Give back exactly the line containing "the man's mouth" together with all the lines after it, ending at the final line below.

::::

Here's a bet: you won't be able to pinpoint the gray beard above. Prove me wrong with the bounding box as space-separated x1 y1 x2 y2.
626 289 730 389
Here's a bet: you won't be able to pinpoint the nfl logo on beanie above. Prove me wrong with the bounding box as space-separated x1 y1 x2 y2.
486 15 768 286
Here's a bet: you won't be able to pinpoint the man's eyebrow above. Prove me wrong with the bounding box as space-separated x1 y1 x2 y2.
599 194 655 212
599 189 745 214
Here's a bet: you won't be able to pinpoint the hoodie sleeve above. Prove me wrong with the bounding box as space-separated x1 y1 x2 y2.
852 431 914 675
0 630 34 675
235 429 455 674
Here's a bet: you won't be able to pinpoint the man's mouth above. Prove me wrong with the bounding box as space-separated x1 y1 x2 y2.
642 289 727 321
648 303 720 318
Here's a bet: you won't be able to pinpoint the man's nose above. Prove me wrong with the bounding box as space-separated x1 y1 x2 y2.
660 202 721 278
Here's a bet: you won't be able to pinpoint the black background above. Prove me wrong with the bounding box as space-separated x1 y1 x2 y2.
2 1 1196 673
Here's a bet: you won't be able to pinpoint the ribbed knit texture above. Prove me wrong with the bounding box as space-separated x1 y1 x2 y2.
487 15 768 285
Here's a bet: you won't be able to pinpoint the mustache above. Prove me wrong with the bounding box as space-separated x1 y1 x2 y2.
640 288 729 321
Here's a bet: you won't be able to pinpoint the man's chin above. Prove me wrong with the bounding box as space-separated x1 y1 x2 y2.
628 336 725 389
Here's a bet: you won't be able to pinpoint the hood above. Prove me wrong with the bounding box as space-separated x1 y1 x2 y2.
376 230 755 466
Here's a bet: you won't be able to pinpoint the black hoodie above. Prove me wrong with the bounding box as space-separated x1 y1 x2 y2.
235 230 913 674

::::

SOLUTION TO THE EXERCISE =
Here's a bet: you won't be able to pinpoint the man's mouth above. Prove me wrong with the bounding box as space-separated x1 y1 x2 y2.
642 289 727 321
648 303 720 318
Here's a bet: you won't be able to pinpoint the man's nose above. Prove me wrong with the bounding box as space-separated x1 y1 x2 y2.
660 202 721 278
Here's a bet: you won't be able to pinpoint the black background above. Prove me wrong with the bounding box as space-separated x1 y1 x2 y2.
2 1 1196 673
Here's a bet: you won't be able to pinpoint the ribbed knit texture above. Prove me wrong with the bounding box as space-separated x1 y1 x2 y2.
487 15 768 285
Here's a bet: you won't be able to pinpoint the mustache above. Prove me wrong with the bounding box as space-separated x1 y1 x2 y2.
640 288 729 321
Here's a bet: you won't be able to pinpoint the man's chin above. Prove me wrong with the bounding box as space-separated x1 y1 x2 y2.
628 336 725 389
Here's a bet: you won't be able to pinpoint the hood above. Prove me wrong with the bounding box as space-separated x1 y1 x2 y2.
376 230 755 466
Here's a bet: you won't be able to pinpoint the black hoodie above. Prove me wrong with the bounding box as space-separated x1 y1 x2 y2.
235 230 913 674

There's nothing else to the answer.